++++ Supplied records ++++
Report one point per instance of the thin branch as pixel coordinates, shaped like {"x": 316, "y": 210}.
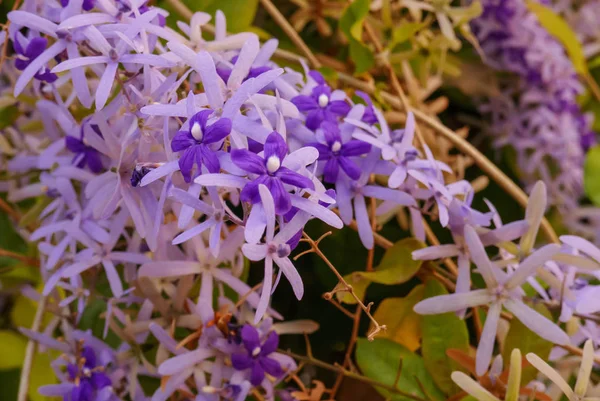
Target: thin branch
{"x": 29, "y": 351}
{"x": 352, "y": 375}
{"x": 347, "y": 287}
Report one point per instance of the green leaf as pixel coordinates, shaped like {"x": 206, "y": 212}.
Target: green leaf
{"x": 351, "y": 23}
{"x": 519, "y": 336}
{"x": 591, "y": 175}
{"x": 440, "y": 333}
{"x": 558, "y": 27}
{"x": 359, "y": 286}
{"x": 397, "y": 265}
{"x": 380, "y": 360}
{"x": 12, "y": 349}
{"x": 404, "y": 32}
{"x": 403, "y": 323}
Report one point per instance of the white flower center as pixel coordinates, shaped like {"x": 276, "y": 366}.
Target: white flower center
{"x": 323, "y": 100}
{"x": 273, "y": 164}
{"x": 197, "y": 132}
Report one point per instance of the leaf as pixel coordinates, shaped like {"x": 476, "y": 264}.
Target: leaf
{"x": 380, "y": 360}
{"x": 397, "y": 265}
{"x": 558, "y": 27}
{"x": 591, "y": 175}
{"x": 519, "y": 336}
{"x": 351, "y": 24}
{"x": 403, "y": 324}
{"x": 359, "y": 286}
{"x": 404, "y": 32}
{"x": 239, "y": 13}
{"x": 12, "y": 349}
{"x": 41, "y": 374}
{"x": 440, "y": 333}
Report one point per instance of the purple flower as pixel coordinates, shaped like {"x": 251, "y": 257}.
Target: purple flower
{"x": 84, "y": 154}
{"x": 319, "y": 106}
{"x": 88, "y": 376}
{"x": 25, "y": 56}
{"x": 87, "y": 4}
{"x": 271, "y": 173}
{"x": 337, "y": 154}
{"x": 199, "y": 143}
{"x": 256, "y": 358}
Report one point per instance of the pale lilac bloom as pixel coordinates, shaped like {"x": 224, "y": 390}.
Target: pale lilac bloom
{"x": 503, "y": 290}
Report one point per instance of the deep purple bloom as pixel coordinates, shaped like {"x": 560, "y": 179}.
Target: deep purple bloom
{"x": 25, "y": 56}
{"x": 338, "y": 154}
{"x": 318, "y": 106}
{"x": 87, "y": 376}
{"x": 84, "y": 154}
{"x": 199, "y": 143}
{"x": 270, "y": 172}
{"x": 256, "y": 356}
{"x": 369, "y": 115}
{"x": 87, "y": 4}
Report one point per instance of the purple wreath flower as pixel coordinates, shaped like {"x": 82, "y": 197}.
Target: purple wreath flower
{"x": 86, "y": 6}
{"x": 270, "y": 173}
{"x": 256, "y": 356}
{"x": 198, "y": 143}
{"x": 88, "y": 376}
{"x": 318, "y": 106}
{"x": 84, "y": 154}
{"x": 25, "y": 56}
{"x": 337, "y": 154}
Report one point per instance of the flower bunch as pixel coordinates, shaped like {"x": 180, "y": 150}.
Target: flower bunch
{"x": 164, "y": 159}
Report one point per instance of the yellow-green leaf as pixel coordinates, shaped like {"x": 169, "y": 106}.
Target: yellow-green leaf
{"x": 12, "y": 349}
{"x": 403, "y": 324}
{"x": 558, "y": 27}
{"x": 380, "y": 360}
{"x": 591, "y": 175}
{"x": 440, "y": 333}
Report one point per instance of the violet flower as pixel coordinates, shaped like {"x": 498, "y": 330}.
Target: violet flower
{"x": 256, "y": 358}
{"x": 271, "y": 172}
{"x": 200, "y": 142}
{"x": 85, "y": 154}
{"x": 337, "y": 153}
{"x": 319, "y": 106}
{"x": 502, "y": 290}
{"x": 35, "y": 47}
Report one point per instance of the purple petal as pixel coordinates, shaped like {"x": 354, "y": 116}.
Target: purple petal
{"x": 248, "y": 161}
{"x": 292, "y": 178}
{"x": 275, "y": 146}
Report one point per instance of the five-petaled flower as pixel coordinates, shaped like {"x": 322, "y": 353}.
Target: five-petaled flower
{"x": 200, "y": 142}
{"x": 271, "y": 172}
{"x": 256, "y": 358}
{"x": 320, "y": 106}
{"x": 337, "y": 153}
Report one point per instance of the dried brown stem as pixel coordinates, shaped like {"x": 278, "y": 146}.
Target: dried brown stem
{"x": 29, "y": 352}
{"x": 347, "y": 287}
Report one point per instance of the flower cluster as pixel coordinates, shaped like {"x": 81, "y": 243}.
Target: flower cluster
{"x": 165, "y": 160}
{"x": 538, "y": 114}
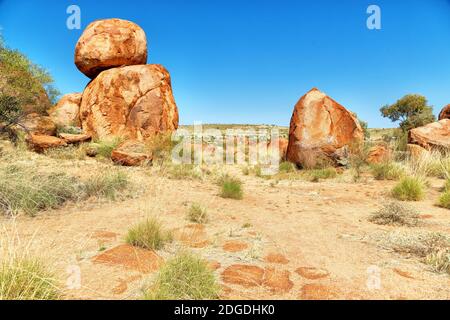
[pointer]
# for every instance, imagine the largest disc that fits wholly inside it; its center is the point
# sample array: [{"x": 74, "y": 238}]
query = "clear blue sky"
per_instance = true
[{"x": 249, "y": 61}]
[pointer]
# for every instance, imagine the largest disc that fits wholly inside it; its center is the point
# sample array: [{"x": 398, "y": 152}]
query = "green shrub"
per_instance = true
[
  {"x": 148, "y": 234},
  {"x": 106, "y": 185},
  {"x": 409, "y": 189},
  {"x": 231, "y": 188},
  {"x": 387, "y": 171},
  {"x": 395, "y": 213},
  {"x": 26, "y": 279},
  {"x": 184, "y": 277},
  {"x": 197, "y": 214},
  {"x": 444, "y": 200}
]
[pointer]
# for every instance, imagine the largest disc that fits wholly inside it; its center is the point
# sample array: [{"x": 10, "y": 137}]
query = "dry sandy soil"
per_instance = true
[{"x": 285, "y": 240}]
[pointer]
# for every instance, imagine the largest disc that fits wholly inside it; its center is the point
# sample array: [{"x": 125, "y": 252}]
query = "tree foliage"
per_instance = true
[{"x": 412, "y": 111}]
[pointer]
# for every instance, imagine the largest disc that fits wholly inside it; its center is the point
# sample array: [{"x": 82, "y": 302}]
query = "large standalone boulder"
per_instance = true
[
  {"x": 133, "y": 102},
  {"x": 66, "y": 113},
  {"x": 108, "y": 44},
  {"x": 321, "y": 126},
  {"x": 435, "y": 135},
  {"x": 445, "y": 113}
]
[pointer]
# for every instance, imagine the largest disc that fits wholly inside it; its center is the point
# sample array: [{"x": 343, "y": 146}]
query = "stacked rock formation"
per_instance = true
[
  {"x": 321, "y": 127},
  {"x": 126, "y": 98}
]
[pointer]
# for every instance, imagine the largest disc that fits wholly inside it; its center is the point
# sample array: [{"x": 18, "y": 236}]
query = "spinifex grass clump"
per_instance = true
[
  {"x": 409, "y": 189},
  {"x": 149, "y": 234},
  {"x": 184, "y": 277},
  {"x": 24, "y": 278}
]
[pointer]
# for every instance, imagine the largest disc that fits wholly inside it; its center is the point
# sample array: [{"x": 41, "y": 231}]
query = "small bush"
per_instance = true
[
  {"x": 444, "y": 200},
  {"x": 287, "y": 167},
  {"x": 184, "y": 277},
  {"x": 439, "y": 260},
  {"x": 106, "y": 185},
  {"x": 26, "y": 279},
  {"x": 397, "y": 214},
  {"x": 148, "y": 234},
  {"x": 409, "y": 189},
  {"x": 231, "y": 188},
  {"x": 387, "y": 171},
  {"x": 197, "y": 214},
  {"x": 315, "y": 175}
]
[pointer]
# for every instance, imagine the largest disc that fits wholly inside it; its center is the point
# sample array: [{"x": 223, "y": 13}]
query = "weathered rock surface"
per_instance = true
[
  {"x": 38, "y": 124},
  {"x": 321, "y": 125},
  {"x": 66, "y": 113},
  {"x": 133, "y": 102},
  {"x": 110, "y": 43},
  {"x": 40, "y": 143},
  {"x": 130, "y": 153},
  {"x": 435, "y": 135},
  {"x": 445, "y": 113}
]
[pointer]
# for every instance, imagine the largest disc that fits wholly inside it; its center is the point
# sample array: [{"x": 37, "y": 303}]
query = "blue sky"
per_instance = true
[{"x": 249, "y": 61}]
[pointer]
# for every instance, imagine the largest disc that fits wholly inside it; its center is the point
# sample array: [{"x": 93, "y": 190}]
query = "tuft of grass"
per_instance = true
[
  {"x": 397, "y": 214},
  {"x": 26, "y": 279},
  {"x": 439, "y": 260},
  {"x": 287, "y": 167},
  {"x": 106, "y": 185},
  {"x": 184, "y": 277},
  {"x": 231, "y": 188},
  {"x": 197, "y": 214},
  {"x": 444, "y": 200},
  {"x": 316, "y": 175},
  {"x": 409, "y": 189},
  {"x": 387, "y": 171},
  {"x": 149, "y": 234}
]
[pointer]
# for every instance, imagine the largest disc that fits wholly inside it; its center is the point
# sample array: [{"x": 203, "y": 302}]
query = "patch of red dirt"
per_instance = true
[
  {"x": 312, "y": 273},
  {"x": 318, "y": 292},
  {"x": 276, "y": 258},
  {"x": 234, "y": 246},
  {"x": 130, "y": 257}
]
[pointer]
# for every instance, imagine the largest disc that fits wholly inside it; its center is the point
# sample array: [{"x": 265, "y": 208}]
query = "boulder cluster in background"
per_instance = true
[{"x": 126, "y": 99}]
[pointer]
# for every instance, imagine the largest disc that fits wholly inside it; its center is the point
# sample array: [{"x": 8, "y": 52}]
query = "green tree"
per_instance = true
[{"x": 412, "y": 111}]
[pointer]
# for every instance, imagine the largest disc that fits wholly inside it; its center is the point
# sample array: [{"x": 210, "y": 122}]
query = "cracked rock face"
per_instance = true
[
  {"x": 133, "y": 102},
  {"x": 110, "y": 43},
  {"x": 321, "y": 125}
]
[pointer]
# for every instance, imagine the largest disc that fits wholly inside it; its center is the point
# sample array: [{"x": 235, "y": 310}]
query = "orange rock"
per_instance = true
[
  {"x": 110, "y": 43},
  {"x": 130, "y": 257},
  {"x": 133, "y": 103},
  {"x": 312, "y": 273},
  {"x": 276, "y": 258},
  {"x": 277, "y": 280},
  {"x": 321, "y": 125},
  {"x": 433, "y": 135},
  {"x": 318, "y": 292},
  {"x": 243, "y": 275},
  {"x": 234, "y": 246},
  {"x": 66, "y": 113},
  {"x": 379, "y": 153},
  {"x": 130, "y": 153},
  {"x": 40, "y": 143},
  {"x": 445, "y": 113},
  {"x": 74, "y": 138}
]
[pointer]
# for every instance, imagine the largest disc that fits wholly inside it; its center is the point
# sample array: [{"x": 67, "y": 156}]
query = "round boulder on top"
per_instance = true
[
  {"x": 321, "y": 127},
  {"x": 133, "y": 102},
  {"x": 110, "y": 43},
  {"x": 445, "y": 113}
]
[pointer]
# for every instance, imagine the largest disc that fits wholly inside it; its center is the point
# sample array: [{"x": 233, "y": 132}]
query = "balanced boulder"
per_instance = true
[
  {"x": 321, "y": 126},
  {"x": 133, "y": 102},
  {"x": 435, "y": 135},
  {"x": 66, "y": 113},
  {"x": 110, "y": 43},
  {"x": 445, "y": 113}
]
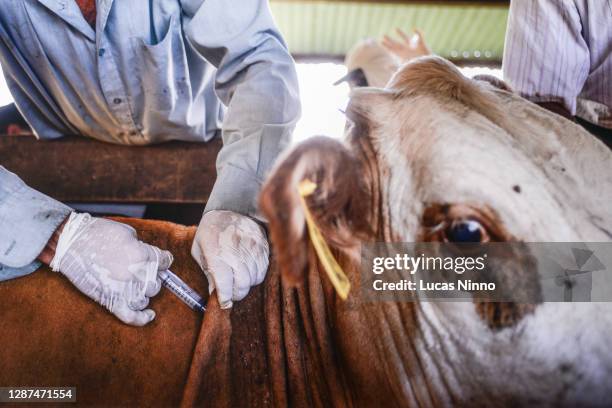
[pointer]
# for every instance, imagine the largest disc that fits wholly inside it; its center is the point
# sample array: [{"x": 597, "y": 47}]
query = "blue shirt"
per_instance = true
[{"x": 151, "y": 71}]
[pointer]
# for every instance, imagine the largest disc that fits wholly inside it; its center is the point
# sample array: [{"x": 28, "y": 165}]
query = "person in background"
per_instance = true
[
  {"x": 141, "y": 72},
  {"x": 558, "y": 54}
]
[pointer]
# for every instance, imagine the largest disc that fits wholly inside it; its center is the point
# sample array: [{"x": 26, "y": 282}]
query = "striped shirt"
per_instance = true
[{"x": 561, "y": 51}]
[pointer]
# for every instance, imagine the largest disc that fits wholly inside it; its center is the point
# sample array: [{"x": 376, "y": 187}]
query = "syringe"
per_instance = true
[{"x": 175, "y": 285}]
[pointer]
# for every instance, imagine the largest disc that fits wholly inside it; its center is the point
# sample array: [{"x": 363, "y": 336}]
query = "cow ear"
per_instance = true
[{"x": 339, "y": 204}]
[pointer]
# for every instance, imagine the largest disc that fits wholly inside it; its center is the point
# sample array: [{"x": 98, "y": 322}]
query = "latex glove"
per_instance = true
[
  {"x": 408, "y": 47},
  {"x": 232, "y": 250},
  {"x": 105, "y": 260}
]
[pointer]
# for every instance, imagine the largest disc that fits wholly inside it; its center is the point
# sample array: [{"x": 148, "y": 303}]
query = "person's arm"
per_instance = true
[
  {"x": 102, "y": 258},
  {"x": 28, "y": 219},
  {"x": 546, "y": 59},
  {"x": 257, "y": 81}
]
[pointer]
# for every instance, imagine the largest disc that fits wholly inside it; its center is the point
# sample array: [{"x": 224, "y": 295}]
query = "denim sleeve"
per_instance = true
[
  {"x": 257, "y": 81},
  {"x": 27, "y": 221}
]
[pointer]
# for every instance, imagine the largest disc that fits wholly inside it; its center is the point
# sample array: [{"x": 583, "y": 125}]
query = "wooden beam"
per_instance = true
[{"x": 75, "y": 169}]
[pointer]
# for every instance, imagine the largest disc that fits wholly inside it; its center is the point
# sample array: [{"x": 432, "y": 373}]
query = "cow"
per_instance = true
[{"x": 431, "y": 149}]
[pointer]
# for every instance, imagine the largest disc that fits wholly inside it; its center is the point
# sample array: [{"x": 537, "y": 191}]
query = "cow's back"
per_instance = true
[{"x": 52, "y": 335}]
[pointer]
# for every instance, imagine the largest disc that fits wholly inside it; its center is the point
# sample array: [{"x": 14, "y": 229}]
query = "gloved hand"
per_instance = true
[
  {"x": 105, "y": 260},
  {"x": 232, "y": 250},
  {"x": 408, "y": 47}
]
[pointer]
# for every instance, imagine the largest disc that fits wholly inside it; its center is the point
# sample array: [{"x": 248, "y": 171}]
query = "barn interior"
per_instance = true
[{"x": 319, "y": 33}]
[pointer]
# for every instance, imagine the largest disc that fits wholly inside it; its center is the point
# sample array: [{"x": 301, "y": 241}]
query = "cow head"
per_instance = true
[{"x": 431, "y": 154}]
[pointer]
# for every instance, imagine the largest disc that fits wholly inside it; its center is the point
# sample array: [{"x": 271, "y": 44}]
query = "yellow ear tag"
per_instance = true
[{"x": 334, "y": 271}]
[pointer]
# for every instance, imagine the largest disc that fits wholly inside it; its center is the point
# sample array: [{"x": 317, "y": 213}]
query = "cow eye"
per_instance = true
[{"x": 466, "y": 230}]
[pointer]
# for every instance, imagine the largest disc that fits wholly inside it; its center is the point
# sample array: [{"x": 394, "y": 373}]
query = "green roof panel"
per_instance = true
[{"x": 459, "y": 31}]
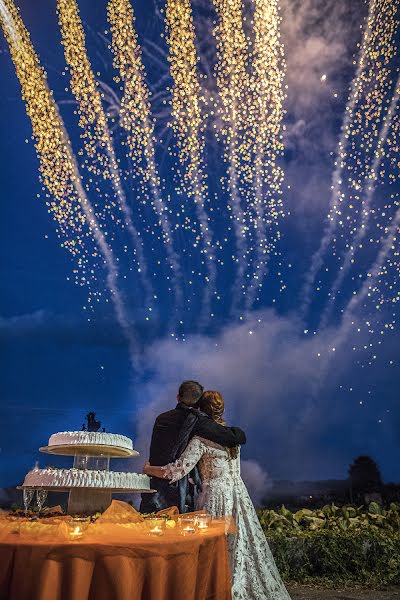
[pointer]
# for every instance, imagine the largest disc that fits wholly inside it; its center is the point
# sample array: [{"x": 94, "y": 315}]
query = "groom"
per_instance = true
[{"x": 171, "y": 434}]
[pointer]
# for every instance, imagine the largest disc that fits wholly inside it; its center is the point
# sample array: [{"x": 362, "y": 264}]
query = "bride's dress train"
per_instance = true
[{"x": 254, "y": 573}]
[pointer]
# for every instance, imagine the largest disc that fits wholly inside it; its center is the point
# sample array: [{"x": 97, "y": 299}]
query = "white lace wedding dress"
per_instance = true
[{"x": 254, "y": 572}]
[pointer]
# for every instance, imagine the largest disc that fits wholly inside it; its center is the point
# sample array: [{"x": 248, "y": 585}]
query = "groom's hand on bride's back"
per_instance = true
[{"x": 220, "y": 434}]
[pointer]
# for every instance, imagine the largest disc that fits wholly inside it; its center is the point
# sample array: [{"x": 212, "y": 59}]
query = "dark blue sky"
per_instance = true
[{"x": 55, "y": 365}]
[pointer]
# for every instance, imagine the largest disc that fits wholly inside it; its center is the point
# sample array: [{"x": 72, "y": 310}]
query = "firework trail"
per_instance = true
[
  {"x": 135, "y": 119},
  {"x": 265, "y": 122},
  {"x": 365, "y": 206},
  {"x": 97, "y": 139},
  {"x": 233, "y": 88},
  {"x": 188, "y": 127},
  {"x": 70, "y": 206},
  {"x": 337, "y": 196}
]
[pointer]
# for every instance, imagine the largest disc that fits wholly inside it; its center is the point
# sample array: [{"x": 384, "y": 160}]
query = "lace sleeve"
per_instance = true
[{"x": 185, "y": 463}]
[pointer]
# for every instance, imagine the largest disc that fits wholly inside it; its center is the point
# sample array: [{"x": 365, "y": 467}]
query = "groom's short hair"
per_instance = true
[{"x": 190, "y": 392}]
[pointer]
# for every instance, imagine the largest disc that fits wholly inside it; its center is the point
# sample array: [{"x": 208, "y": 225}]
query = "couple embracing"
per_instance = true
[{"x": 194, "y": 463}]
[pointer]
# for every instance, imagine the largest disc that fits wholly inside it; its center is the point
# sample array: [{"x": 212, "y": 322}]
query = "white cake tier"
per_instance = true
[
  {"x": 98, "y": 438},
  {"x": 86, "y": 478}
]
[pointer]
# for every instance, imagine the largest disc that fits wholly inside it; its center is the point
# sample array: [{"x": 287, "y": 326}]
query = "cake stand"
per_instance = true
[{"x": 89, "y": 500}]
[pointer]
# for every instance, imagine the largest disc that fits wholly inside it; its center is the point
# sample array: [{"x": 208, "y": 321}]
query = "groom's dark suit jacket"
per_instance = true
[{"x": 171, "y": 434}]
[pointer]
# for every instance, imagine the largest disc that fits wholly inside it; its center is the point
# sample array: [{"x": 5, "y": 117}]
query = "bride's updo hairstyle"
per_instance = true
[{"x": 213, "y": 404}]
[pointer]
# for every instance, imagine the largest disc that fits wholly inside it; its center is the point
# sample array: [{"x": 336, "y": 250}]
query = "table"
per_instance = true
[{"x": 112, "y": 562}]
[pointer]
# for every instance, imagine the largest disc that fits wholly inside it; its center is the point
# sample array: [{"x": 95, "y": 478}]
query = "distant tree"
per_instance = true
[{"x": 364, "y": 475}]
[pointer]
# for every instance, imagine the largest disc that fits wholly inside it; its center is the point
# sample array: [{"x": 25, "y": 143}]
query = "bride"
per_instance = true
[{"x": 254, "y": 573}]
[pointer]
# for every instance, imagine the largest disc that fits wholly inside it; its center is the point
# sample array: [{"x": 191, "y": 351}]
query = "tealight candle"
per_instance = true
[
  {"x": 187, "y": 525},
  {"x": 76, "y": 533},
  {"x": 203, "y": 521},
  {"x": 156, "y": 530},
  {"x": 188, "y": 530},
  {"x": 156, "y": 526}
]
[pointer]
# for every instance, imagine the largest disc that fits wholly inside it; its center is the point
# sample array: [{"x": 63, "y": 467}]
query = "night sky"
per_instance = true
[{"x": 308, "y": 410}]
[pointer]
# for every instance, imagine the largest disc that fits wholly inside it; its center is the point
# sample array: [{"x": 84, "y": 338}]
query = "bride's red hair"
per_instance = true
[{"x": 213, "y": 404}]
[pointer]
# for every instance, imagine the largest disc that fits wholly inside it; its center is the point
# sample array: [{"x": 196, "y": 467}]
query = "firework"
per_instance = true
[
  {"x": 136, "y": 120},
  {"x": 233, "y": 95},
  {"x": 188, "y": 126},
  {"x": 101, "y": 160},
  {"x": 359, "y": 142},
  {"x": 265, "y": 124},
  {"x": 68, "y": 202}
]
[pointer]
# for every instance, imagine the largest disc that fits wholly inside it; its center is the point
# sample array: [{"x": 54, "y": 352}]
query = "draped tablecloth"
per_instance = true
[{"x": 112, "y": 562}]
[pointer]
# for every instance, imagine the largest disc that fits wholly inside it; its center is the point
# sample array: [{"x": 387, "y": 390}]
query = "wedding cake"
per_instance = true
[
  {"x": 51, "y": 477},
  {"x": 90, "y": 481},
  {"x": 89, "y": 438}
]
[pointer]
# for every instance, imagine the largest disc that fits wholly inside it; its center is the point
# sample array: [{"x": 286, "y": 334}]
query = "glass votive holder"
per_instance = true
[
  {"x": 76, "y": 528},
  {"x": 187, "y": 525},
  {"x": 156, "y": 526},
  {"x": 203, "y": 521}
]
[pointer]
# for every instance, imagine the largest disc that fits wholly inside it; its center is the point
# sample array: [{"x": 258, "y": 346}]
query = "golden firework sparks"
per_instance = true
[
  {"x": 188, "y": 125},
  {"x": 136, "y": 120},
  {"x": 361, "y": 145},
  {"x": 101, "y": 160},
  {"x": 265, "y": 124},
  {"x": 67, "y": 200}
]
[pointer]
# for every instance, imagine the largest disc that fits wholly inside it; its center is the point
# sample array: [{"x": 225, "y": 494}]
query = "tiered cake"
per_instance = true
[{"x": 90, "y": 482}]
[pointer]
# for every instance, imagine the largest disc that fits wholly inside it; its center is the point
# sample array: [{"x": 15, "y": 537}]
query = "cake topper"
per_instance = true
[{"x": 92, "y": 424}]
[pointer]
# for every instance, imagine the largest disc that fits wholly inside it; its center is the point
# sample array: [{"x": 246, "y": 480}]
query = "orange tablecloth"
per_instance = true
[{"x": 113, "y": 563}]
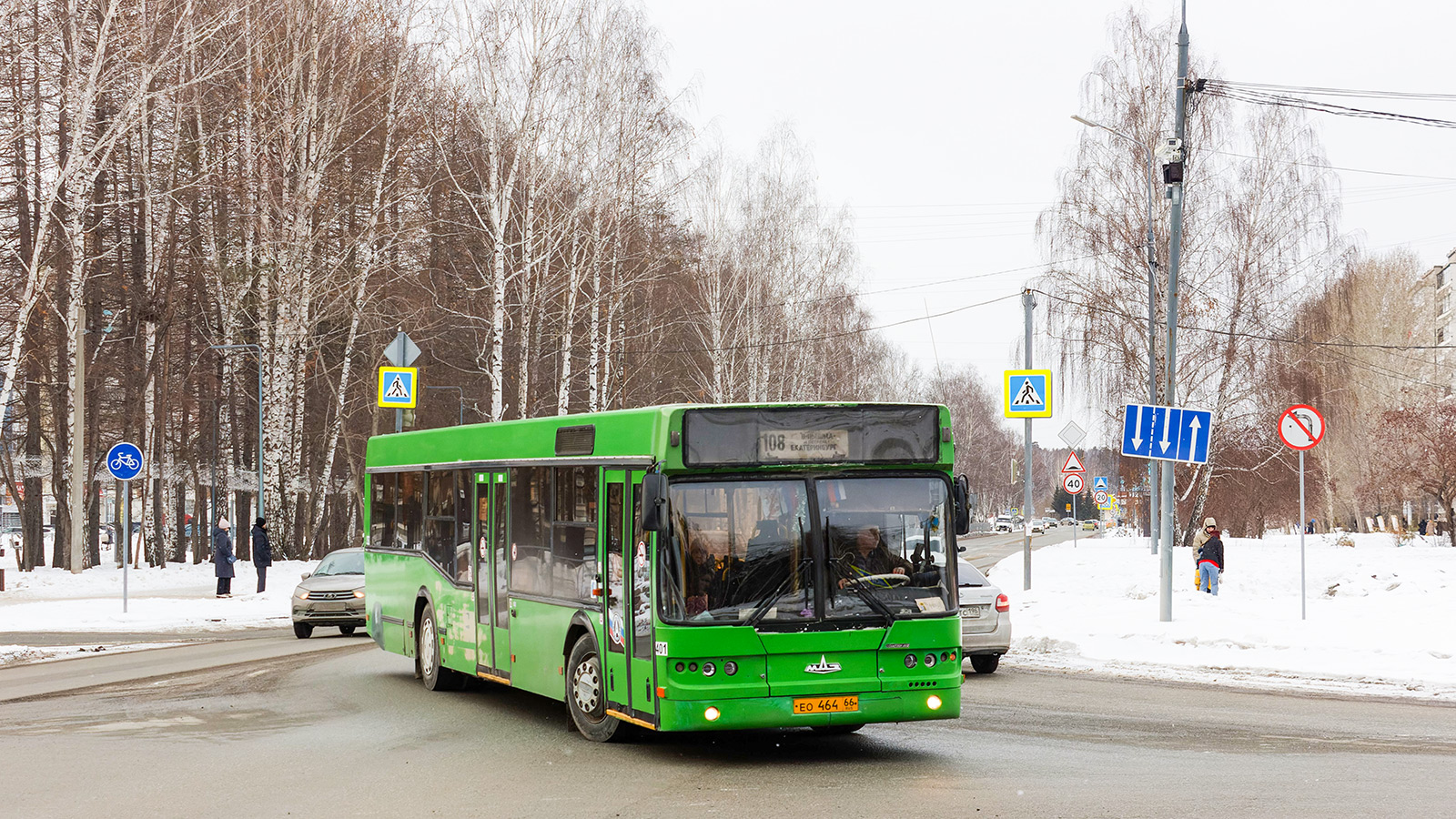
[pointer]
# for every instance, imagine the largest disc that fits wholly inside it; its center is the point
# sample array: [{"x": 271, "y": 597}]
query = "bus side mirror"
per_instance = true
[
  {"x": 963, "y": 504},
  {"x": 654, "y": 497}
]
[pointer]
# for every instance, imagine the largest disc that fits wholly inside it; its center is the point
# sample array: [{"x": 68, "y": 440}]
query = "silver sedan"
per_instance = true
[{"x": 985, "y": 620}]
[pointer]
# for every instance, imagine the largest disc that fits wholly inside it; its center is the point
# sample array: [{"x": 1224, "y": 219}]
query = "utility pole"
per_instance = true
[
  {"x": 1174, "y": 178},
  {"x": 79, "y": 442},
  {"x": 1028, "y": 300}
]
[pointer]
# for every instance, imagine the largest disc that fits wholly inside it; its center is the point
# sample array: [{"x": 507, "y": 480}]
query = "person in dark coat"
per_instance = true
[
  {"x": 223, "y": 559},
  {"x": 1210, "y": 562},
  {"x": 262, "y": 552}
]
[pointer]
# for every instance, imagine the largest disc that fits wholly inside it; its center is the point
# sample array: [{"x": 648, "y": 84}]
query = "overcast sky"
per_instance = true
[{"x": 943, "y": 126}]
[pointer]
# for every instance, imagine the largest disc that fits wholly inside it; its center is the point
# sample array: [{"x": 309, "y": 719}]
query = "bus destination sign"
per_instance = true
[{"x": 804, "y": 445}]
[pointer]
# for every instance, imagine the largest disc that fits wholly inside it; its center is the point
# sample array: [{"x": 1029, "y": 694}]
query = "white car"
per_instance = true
++++
State how many lines of the material above contain the string "cake", and give only that number.

5